* **What you need to do**
The job is to output each record exactly as it stands, pictures excluded.

* **Records**

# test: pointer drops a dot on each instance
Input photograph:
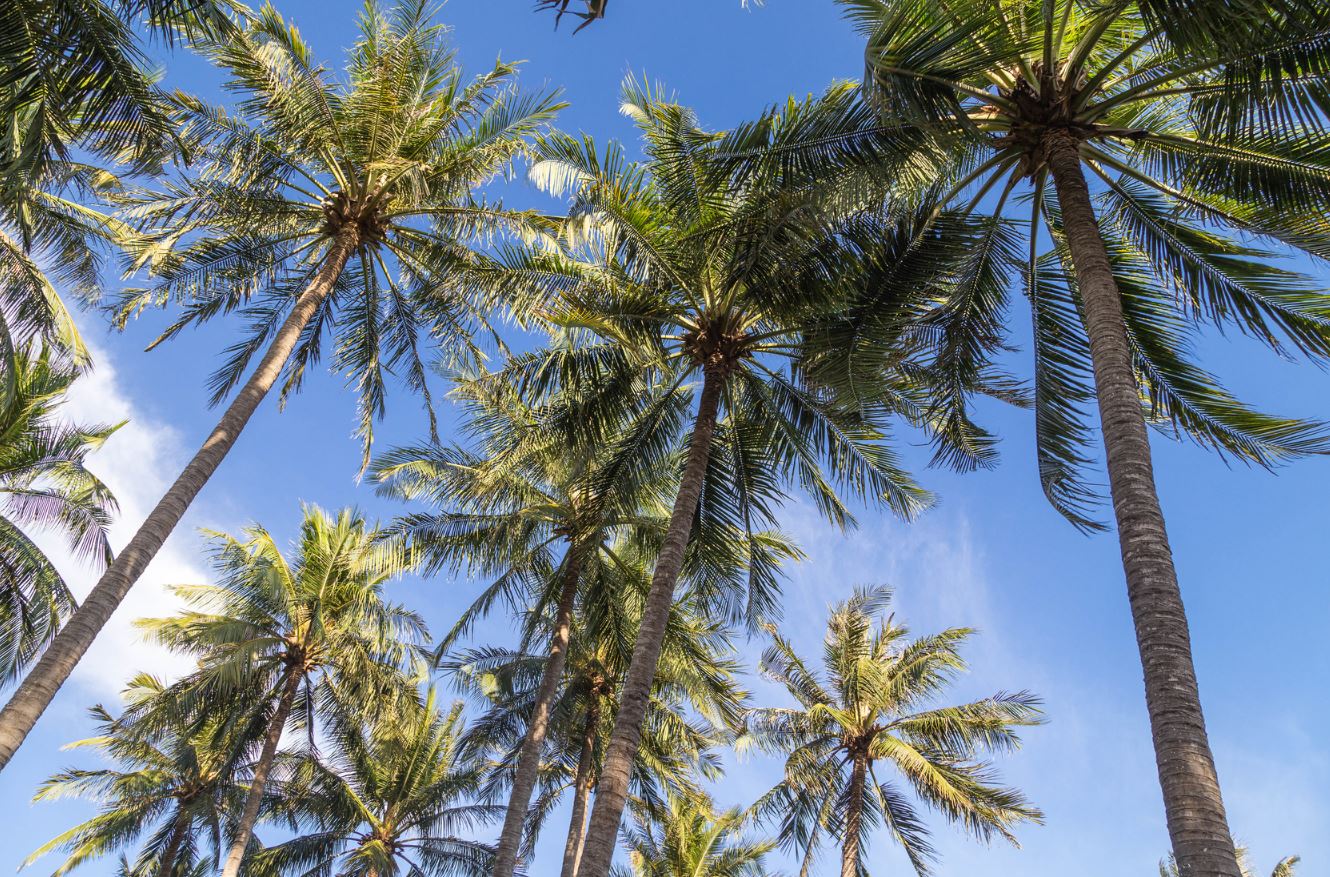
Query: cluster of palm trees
(737, 318)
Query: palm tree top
(382, 160)
(875, 703)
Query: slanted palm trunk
(854, 817)
(59, 660)
(1195, 809)
(528, 759)
(166, 864)
(612, 789)
(249, 816)
(583, 784)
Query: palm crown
(393, 796)
(874, 705)
(173, 787)
(1195, 151)
(688, 837)
(379, 171)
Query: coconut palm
(76, 100)
(696, 701)
(875, 704)
(702, 286)
(395, 795)
(317, 208)
(293, 636)
(76, 75)
(1168, 180)
(173, 788)
(1284, 868)
(44, 486)
(533, 509)
(688, 837)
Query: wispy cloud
(138, 462)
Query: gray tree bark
(166, 864)
(1193, 804)
(528, 759)
(612, 788)
(249, 816)
(51, 671)
(854, 819)
(583, 784)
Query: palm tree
(689, 278)
(1168, 178)
(76, 75)
(531, 506)
(286, 639)
(395, 796)
(688, 837)
(696, 701)
(875, 705)
(315, 208)
(1286, 867)
(173, 785)
(77, 100)
(44, 485)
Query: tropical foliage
(875, 704)
(648, 374)
(45, 487)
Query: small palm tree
(395, 796)
(696, 700)
(275, 640)
(874, 705)
(688, 837)
(1169, 175)
(319, 206)
(533, 507)
(44, 485)
(174, 787)
(702, 286)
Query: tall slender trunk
(51, 671)
(583, 784)
(1195, 808)
(249, 816)
(528, 759)
(854, 817)
(612, 789)
(177, 836)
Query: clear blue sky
(1051, 603)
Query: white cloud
(137, 463)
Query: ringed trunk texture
(612, 788)
(854, 819)
(1195, 808)
(528, 760)
(249, 816)
(177, 836)
(45, 678)
(581, 795)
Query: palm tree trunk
(177, 836)
(583, 784)
(854, 817)
(612, 789)
(528, 760)
(249, 816)
(67, 650)
(1192, 801)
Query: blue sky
(1050, 603)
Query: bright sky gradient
(1051, 603)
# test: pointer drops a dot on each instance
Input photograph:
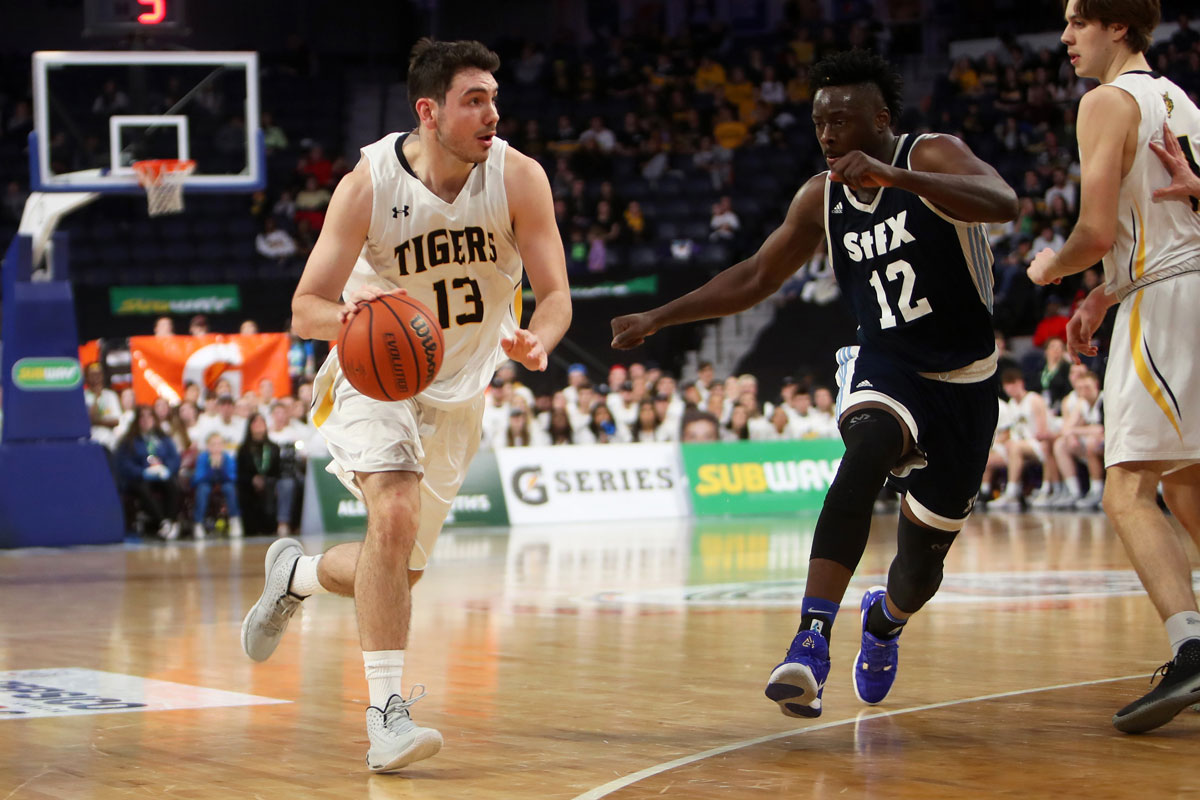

* **Written reply**
# test: pointer drops a dot on each instance
Input photograph:
Query: cluster of palm trees
(737, 318)
Query: palm tree top
(382, 160)
(875, 703)
Query: slanted palm trunk
(854, 817)
(59, 660)
(1195, 809)
(528, 759)
(166, 864)
(612, 789)
(249, 816)
(583, 784)
Query: palm crown
(393, 796)
(874, 705)
(173, 787)
(1195, 151)
(688, 837)
(379, 171)
Query: coconut palm
(76, 100)
(696, 701)
(875, 704)
(702, 286)
(395, 795)
(317, 208)
(293, 636)
(76, 75)
(1168, 180)
(173, 788)
(1284, 868)
(44, 486)
(533, 509)
(688, 837)
Query: wispy cloud
(138, 462)
Query: gray tree bark
(166, 864)
(1193, 804)
(528, 759)
(612, 788)
(249, 816)
(51, 671)
(854, 819)
(583, 784)
Query: palm tree
(689, 278)
(1168, 178)
(76, 75)
(531, 506)
(286, 639)
(395, 796)
(688, 837)
(696, 701)
(875, 705)
(315, 208)
(1286, 867)
(173, 785)
(77, 100)
(44, 485)
Query: tropical foliage
(875, 704)
(648, 374)
(45, 487)
Query: small palm tree
(395, 796)
(696, 700)
(275, 640)
(874, 705)
(688, 837)
(1169, 175)
(319, 206)
(533, 507)
(44, 485)
(174, 787)
(702, 286)
Query: tall slender trunk
(51, 671)
(583, 784)
(1195, 808)
(249, 816)
(528, 759)
(854, 817)
(612, 789)
(177, 836)
Query: clear blue sky
(1051, 603)
Query: white cloud
(137, 463)
Query: ringed trunk texture
(612, 788)
(854, 819)
(1195, 808)
(528, 760)
(249, 816)
(177, 836)
(45, 678)
(581, 795)
Query: palm tree trunk
(177, 836)
(583, 784)
(854, 817)
(612, 789)
(528, 760)
(249, 816)
(67, 650)
(1192, 801)
Query: blue sky
(1050, 603)
Query: bright sky gradient
(1051, 603)
# test: pointer drops a dot on each instance
Input photograph:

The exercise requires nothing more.